| Work item |
Everything from the line containing "# point at: person" through the line containing "x=490, y=282" in the listing below should be copied exactly, and nothing more.
....
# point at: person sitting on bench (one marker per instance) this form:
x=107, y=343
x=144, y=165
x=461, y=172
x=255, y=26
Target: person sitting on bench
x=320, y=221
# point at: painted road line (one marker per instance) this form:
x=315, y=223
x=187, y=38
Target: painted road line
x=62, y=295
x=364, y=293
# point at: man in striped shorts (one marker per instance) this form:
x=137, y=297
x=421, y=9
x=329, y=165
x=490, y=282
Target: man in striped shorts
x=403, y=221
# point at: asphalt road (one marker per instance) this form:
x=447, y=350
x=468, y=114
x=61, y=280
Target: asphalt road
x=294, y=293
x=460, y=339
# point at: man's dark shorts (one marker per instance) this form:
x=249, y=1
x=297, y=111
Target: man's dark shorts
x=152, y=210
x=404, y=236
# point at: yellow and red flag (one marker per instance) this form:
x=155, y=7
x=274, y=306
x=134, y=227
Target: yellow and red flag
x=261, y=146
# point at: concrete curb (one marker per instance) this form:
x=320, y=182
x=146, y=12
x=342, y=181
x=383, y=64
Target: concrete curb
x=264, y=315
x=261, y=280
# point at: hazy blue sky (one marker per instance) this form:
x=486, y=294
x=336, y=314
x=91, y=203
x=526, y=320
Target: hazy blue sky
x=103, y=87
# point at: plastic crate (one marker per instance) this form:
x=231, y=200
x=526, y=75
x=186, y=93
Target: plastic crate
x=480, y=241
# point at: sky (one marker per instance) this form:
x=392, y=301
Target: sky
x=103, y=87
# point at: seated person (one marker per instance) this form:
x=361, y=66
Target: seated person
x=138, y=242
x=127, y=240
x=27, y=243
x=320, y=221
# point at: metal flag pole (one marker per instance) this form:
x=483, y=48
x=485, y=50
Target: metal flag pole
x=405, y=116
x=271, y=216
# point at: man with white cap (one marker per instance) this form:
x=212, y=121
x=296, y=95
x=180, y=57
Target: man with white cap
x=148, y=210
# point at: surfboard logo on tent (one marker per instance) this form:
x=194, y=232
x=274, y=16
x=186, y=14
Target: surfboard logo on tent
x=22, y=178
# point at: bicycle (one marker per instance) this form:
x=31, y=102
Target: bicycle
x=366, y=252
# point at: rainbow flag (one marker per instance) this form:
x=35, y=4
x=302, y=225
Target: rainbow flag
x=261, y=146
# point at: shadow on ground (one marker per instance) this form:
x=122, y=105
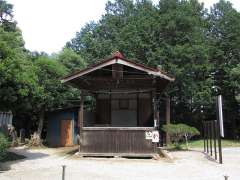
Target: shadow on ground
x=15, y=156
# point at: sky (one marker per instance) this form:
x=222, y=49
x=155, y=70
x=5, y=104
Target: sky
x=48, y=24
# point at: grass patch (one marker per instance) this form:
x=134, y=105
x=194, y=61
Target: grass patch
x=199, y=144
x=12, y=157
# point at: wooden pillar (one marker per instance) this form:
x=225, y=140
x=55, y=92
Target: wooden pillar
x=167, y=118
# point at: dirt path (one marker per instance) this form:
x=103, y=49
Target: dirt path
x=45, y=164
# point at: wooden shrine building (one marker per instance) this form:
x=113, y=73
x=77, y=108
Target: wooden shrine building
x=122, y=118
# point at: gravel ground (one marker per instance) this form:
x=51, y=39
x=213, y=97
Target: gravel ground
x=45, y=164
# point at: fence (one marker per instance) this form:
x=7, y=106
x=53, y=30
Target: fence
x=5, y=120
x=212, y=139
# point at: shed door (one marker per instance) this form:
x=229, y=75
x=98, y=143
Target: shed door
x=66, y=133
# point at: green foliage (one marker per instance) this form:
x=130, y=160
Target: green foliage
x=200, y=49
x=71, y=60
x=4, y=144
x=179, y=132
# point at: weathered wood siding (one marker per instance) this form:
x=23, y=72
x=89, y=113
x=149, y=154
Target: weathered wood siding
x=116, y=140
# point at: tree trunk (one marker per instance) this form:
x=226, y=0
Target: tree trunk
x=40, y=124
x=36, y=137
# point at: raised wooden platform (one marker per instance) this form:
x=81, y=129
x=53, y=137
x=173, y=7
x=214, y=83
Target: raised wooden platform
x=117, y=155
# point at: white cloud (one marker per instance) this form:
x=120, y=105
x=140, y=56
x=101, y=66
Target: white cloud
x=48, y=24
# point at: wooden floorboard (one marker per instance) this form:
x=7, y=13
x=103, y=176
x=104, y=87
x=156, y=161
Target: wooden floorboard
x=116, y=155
....
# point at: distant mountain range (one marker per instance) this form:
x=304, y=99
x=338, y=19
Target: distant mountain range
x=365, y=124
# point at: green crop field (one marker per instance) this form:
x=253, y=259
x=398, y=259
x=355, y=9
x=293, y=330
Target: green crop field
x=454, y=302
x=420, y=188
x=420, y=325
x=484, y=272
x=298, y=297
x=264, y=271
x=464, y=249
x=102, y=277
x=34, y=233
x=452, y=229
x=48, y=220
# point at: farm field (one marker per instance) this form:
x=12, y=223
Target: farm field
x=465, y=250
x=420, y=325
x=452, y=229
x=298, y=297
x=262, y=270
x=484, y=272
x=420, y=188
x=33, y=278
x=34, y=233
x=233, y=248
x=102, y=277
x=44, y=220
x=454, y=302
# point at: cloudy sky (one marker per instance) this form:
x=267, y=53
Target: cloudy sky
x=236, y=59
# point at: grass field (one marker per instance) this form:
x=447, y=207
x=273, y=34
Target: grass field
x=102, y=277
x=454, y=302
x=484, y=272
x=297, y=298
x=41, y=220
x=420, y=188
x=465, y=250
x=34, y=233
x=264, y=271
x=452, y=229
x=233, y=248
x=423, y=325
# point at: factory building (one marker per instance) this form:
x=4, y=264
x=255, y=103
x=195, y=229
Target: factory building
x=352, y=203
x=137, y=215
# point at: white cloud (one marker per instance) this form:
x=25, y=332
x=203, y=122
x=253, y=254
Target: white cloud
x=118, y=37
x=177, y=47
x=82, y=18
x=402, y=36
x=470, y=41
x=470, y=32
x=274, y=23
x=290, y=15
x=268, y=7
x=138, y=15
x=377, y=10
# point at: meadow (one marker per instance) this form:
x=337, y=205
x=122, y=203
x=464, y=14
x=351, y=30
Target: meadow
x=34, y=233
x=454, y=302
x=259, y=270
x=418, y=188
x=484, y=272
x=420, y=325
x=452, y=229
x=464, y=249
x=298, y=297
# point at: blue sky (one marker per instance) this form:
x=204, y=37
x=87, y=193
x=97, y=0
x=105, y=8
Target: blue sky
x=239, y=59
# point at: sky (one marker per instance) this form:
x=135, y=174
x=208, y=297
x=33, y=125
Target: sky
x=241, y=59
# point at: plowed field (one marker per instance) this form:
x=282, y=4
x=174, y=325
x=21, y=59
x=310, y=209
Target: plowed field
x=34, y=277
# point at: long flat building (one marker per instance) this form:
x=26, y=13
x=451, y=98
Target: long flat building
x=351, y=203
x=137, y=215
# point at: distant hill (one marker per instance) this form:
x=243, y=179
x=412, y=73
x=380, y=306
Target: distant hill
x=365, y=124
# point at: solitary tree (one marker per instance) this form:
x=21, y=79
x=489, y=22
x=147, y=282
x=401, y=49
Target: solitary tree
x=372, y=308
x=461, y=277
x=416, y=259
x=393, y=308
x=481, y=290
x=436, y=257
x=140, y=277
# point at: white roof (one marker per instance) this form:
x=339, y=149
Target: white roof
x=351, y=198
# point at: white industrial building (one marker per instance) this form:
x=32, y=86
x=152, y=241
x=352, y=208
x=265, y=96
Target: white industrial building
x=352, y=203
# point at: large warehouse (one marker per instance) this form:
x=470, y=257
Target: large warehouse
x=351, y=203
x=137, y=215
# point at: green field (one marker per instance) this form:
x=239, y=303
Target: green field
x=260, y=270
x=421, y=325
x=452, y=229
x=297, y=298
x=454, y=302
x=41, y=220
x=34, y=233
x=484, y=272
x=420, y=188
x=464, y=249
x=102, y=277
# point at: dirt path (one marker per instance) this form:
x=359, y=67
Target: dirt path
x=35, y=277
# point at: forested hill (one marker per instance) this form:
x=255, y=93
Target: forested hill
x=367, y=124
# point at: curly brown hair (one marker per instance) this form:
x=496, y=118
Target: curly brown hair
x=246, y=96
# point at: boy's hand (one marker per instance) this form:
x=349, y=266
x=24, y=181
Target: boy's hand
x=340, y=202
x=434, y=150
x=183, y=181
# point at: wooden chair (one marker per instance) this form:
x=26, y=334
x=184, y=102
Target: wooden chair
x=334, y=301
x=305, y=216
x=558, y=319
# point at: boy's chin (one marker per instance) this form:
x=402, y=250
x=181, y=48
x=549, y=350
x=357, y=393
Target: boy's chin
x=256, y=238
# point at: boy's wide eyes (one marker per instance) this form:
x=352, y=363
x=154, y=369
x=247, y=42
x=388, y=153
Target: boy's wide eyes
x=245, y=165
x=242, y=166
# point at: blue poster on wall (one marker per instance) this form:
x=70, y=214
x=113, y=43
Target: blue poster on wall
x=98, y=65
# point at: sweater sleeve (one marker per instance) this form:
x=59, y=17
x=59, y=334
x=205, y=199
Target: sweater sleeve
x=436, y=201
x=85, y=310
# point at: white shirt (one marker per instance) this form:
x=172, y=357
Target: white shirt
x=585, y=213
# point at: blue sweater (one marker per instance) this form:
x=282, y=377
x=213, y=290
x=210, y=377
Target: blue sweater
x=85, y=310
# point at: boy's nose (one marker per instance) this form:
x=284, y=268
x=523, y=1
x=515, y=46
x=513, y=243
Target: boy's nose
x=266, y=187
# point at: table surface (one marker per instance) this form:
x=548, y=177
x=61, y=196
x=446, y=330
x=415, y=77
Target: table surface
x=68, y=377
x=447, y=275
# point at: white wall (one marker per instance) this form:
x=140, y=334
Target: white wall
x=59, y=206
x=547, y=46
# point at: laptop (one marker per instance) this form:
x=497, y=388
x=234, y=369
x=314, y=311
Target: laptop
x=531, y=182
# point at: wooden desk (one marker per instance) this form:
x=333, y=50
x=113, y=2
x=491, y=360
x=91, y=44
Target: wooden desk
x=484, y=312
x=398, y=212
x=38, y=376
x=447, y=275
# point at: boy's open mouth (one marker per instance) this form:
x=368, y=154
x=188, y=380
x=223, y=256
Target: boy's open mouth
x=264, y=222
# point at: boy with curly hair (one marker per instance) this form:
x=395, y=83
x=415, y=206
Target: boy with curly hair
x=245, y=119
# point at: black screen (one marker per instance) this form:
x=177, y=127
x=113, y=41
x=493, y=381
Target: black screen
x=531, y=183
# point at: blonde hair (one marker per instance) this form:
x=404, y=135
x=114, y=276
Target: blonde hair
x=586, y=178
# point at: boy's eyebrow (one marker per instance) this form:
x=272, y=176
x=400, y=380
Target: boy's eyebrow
....
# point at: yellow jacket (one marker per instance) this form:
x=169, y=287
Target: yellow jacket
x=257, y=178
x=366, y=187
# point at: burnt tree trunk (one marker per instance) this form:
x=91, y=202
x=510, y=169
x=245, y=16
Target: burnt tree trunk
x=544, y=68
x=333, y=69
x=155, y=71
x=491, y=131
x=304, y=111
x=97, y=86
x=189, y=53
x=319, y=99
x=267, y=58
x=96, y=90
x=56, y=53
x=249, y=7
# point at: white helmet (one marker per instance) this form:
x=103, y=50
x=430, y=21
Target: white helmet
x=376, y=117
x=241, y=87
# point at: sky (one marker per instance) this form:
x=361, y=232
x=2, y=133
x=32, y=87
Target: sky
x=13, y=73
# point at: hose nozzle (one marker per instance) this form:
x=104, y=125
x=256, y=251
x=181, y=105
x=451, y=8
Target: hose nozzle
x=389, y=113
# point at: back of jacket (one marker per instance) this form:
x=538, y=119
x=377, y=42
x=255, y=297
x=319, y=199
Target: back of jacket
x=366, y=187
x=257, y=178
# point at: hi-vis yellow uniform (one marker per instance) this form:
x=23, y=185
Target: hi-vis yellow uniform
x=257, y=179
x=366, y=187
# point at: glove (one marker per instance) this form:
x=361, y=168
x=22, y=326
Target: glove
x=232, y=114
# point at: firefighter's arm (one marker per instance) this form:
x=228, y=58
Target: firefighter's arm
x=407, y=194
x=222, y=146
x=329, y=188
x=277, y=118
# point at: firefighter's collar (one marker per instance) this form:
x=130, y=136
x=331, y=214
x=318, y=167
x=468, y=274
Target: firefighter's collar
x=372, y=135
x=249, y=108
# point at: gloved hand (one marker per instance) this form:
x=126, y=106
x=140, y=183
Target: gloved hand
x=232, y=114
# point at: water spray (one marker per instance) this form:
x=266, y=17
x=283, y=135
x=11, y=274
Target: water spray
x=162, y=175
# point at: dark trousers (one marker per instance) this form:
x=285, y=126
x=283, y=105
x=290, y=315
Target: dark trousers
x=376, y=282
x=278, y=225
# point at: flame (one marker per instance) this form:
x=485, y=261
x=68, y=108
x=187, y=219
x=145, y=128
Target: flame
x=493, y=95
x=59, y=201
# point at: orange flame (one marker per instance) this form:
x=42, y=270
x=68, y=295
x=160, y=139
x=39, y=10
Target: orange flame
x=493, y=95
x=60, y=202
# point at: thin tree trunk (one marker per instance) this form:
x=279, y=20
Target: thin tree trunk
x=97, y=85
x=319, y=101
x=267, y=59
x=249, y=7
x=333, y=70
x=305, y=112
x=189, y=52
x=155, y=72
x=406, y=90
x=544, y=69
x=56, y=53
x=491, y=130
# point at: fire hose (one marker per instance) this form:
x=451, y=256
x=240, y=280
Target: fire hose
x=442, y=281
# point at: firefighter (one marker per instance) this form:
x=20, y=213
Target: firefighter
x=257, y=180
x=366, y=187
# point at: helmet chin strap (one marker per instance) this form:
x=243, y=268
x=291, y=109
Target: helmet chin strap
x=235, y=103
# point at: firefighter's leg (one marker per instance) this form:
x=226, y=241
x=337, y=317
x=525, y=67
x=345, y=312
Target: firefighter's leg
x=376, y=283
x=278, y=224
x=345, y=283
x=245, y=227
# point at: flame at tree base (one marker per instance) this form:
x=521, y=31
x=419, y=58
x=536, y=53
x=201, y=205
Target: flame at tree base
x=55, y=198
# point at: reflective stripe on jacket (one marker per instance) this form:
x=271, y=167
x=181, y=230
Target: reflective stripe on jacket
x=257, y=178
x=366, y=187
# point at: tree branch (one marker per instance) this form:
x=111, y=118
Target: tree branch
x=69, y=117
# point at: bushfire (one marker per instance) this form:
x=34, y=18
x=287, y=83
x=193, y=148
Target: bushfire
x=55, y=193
....
| Solved exercise |
# point at: person sitting on bench (one marker per instance) this form:
x=107, y=343
x=144, y=165
x=461, y=172
x=255, y=26
Target: person sitting on bench
x=320, y=221
# point at: painted road line (one marker per instance) this form:
x=315, y=223
x=187, y=38
Target: painted road line
x=62, y=295
x=364, y=293
# point at: man in striped shorts (one marker per instance) this form:
x=137, y=297
x=421, y=9
x=329, y=165
x=490, y=282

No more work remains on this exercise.